Task objective –
Rewrite every row below with "drop a marker" replaced by "place a pin" and everything else left unchanged.

─── Provided data ───

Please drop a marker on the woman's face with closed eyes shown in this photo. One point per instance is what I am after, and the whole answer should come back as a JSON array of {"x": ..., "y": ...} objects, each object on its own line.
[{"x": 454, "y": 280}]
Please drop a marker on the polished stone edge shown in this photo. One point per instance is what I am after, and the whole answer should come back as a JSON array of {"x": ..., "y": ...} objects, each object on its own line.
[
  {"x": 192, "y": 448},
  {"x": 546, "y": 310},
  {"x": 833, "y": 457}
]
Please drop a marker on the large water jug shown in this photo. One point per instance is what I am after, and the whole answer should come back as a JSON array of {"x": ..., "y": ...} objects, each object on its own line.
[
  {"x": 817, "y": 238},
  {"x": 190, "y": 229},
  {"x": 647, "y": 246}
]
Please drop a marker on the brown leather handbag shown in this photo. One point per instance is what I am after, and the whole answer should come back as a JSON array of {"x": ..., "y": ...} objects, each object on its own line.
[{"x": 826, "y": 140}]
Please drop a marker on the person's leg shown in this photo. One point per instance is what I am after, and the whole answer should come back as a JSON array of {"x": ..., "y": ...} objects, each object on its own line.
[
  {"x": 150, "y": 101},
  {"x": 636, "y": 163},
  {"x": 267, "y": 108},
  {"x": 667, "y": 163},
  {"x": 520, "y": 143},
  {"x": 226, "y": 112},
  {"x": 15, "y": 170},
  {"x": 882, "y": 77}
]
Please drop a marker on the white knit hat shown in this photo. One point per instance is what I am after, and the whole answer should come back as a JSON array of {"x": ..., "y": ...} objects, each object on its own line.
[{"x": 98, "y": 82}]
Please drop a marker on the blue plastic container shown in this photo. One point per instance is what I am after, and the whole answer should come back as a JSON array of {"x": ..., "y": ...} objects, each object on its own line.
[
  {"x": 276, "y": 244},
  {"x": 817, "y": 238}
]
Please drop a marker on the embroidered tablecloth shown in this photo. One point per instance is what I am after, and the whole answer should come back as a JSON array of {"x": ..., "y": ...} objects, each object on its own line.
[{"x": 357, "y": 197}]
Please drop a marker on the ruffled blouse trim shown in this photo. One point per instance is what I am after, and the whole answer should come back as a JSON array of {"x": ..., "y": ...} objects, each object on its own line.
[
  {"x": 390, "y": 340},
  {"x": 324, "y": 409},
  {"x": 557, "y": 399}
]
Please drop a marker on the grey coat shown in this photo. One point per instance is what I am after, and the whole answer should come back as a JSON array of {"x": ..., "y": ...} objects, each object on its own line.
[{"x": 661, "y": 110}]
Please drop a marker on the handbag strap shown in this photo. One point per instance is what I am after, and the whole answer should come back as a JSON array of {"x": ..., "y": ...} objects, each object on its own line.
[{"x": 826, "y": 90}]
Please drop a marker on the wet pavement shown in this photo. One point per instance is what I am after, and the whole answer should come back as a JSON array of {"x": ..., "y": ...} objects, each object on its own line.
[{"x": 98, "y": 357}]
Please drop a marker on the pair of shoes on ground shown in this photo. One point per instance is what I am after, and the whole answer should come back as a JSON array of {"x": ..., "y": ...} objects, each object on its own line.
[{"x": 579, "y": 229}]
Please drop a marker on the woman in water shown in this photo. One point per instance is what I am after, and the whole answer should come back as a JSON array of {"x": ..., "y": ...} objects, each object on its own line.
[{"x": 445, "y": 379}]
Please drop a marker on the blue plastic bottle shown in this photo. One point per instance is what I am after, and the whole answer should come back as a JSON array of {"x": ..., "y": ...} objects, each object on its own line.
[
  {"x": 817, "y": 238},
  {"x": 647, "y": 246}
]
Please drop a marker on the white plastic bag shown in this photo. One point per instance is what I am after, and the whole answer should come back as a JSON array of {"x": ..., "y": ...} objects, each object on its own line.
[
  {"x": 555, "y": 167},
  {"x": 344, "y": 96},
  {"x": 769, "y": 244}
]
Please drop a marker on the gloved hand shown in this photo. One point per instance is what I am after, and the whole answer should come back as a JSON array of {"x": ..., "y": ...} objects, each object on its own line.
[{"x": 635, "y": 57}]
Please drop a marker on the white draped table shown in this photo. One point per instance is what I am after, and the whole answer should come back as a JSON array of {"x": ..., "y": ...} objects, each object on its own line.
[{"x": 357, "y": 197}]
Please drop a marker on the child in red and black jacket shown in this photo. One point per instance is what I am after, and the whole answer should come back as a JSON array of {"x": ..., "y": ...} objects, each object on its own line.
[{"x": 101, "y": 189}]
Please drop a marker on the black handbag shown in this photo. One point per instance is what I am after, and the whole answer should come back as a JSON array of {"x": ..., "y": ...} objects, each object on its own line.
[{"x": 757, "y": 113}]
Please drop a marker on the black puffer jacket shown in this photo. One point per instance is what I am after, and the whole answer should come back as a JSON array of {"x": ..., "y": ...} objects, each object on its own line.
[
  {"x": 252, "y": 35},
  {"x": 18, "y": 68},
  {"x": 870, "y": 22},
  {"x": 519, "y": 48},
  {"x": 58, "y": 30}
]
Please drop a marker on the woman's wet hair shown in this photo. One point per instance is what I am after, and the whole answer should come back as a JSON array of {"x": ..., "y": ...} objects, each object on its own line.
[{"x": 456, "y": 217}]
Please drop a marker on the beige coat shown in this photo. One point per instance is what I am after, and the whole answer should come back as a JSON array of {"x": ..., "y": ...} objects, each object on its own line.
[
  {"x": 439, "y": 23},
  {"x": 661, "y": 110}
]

───

Result for this exercise –
Please place a pin on the woman's face with closed eyes shown in this photo. One point per instance is what I am after, and the whole answer should come back as a JSON array of {"x": ..., "y": ...} objects, each object on its own line.
[{"x": 454, "y": 280}]
Please place a pin on the polished stone edge shown in this photo. One point per instance is what I am after, and the whole answer should come back as a JSON array of {"x": ..., "y": ...} objects, each object on its own line.
[
  {"x": 192, "y": 448},
  {"x": 546, "y": 310},
  {"x": 833, "y": 457}
]
Please place a pin on the large water jug shown in this photo. One point per instance is what I am after, and the whole answer should come back as a JSON array of {"x": ..., "y": ...} objects, each object on its own line.
[
  {"x": 817, "y": 238},
  {"x": 190, "y": 229},
  {"x": 647, "y": 246}
]
Please place a pin on the brown leather handbag shown in this photo. One point per instance is what I am after, and the whole answer should come back as a JSON array of {"x": ..., "y": ...} objects, each object on its own line.
[{"x": 826, "y": 140}]
Please place a pin on the person's leg shown in this photo. One point per instance is what I am after, and the whole answer should come back as a JSON array of {"x": ..., "y": ...} objects, each object on its own line.
[
  {"x": 150, "y": 101},
  {"x": 636, "y": 163},
  {"x": 267, "y": 108},
  {"x": 667, "y": 163},
  {"x": 520, "y": 143},
  {"x": 226, "y": 112},
  {"x": 15, "y": 170},
  {"x": 882, "y": 77}
]
Please place a pin on the white knit hat shown in this photo. One point per instance is what I am after, and the whole answer should come back as a JSON array of {"x": ..., "y": ...} objects, each object on its own line.
[{"x": 98, "y": 82}]
Please place a pin on the blue plastic container shown in this photo. One point per instance is what I am after, and the whole answer should come back as a JSON array of {"x": ..., "y": ...} objects, each object on its own line.
[
  {"x": 276, "y": 244},
  {"x": 817, "y": 238}
]
Please place a pin on the embroidered tablecloth shown in this photo. One point per instance is what I am after, and the whole answer should come back as a JSON array of {"x": ..., "y": ...} objects, each object on its own line.
[{"x": 357, "y": 197}]
Please place a pin on the ruffled blouse trim shown in this photo. One point per instance is what I am after, and the whole answer should come back as a JSON array of {"x": ..., "y": ...} objects, each object on its own line.
[
  {"x": 390, "y": 340},
  {"x": 324, "y": 409},
  {"x": 557, "y": 399}
]
Please place a pin on the grey coat shown in this photo. One point per instance is what I am after, and the whole answer should come back as a JSON array of {"x": ..., "y": ...} objects, each object on its own line.
[{"x": 661, "y": 110}]
Please place a pin on the handbag strap shown in this photo. One point per instance is what I am after, and the whole answer should come back as a JSON array of {"x": ..., "y": ...} objects, each object on its own line.
[{"x": 826, "y": 90}]
Please place a pin on the wet pavement shown in this photo. One point per instance is what I am after, and the whole answer should come back as a JSON array of {"x": ..., "y": ...} objects, each object on its own line.
[{"x": 98, "y": 357}]
Please place a pin on the pair of shoes on ground shown in this photo. One point per instance is what I am after, and the whole answer should come back as a JSON array of {"x": ..., "y": ...} objects, each object on its own line.
[{"x": 579, "y": 229}]
Please place a pin on the woman in water shown in this photo. One point per instance is what I am after, and the whole answer should come back as a JSON array of {"x": ..., "y": ...} objects, each object on its own line.
[{"x": 445, "y": 379}]
Please place a pin on the blue plastic bottle shown in this photo. One point per instance is what I am after, and the whole answer should come back as a JSON array of {"x": ..., "y": ...} objects, each object on its own line.
[
  {"x": 817, "y": 238},
  {"x": 647, "y": 246}
]
Please place a pin on the white plastic bag shown in this photo. One point per instance is what I am after, and the whole answer should come back as a JSON array of {"x": ..., "y": ...} objects, each object on its own line.
[
  {"x": 555, "y": 167},
  {"x": 344, "y": 96},
  {"x": 769, "y": 244}
]
Please place a pin on the gloved hand shown in this photo. One point per instance is what I am after, and the whole answer should come back as a JSON array of {"x": ..., "y": ...} objects, each object on its own line.
[{"x": 635, "y": 57}]
Please place a pin on the white draped table shown in this photo. One point per instance is what I am after, and the whole answer should come back as a JSON array of {"x": ..., "y": ...} objects, each object on its own line.
[{"x": 357, "y": 197}]
Please place a pin on the child in red and black jacket shown in this photo. One point per instance is what I am after, and the whole answer should come back as a JSON array of {"x": ..., "y": ...} objects, each object on its own line.
[{"x": 101, "y": 189}]
Please place a pin on the black handbag shown in this photo. One point per instance is what I am after, and the whole answer should come back as a JSON array of {"x": ..., "y": ...} objects, each object on its own line.
[{"x": 757, "y": 113}]
Please place a pin on the black puffer jacket shown in this photo. One point per instance is what I am after, and the whole answer should come back as a JSON array of {"x": ..., "y": ...} objects, each object on its own line.
[
  {"x": 252, "y": 35},
  {"x": 18, "y": 68},
  {"x": 870, "y": 22},
  {"x": 519, "y": 48},
  {"x": 58, "y": 30}
]
Please place a pin on the woman's wet hair shown in this photo. One point per instance is what I am after, and the whole answer should come back as a JSON array of {"x": ..., "y": ...} objects, each object on its own line.
[{"x": 456, "y": 217}]
Please place a pin on the beige coat shown in this photo. One point per instance is what I am after, and the whole answer should come back as a JSON array of {"x": ..., "y": ...} objects, each object on its own line.
[
  {"x": 439, "y": 23},
  {"x": 661, "y": 110}
]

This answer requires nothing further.